= Work to do =
Which lines of the entries below contain the word "black"? List each of those lines in full.

= Stored rows =
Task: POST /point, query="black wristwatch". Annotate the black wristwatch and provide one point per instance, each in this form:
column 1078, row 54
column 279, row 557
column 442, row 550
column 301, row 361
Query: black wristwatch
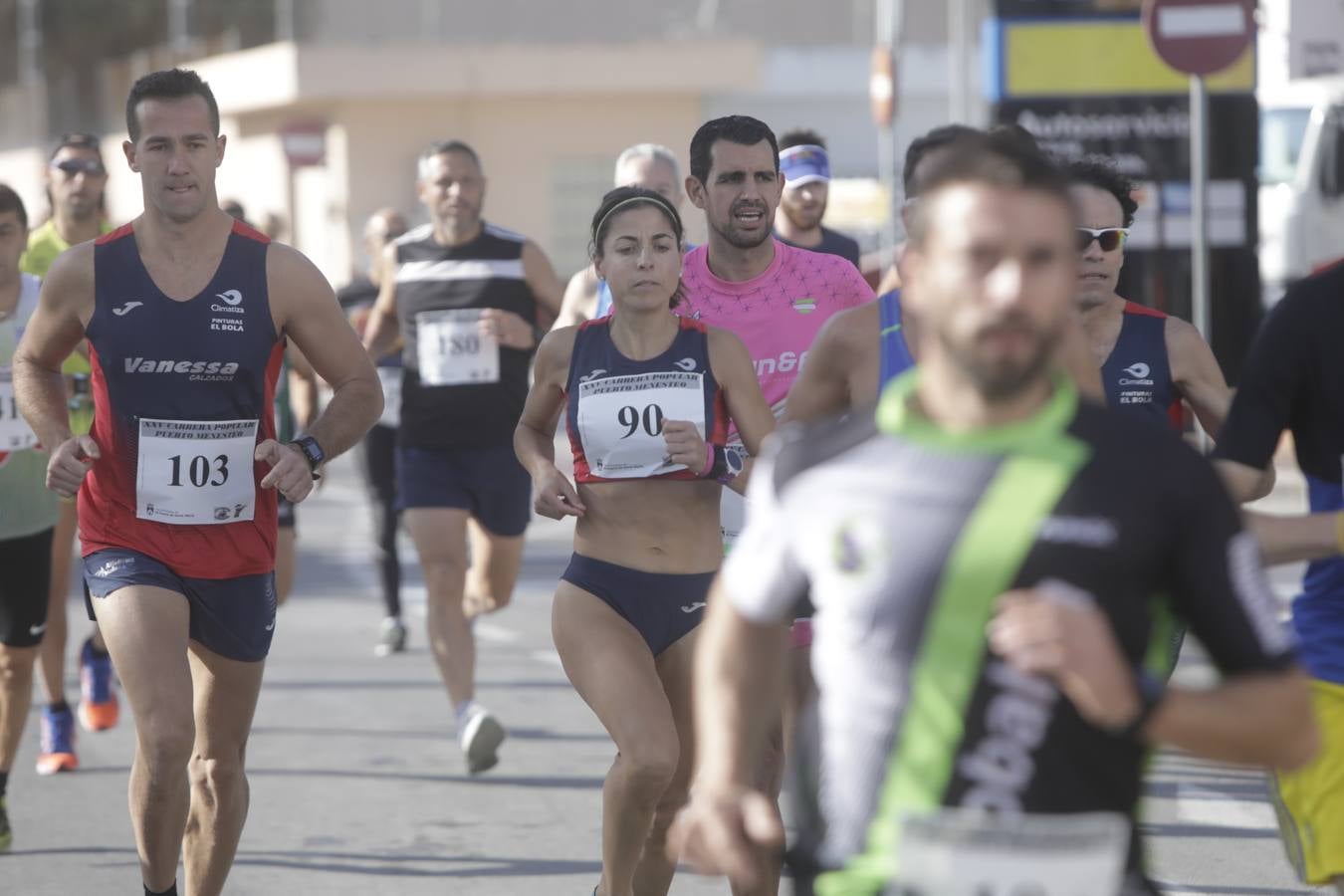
column 1151, row 692
column 312, row 453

= The reply =
Task: POST /point, query="black wristwatch". Annotate the black wristwatch and provide one point per instance, each in this form:
Query: black wristwatch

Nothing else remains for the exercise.